Stored dataset items
****************

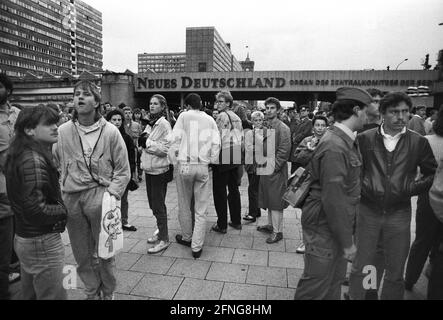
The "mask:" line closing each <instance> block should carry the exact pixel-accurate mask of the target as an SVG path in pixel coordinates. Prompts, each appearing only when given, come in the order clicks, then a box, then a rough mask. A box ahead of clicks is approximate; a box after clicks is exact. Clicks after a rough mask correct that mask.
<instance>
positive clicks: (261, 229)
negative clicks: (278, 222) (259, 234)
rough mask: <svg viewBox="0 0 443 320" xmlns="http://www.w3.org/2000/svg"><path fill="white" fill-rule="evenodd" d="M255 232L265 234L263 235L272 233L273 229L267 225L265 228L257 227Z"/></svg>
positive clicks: (259, 226)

****************

▸ **Task goal**: Repeat the records in full, exactly as they appear, but with the pictures removed.

▸ **Answer area**:
The "mask:" line closing each <instance> block should carry the exact pixel-accurate mask of the target as an SVG path in pixel coordinates. Prompts, each appearing only when given, come in the order clicks, then a box, then a rough mask. A box ahead of clicks is approximate; a box after clicks is exact. Clicks after a rough mask correct that mask.
<instance>
positive clicks: (261, 229)
negative clicks: (278, 222) (259, 234)
rough mask: <svg viewBox="0 0 443 320" xmlns="http://www.w3.org/2000/svg"><path fill="white" fill-rule="evenodd" d="M255 232L265 234L263 235L272 233L273 229L267 225L265 228L257 227Z"/></svg>
positive clicks: (259, 226)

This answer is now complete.